[[ Data records, beginning ]]

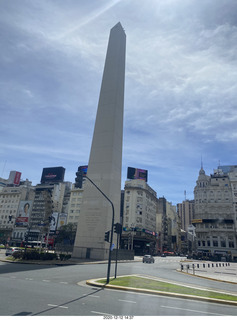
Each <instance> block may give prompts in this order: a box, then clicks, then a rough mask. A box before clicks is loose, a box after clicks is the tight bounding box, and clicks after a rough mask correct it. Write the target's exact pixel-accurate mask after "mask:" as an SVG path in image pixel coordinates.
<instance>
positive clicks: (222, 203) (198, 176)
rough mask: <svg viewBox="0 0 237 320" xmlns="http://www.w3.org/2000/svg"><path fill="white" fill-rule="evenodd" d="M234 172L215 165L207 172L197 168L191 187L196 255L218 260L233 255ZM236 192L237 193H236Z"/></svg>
mask: <svg viewBox="0 0 237 320" xmlns="http://www.w3.org/2000/svg"><path fill="white" fill-rule="evenodd" d="M234 188H237V172H236V171H235V170H233V171H229V172H224V171H223V170H222V169H220V168H218V169H217V170H214V174H211V175H210V176H208V175H206V174H205V171H204V170H203V168H201V170H200V171H199V176H198V180H197V183H196V186H195V188H194V200H195V213H194V219H193V224H194V225H195V227H196V237H197V239H196V248H197V251H198V253H199V255H203V256H207V257H211V258H213V259H216V260H219V259H221V258H224V259H235V258H236V257H237V251H236V249H237V247H236V212H237V197H235V190H236V189H234ZM236 196H237V193H236Z"/></svg>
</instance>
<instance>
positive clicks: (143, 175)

[[ Data records, end ]]

Work instruction
Only the lines that contain the string "positive" should be copied from the entries above.

Task result
positive clicks: (222, 203) (198, 176)
positive clicks: (143, 175)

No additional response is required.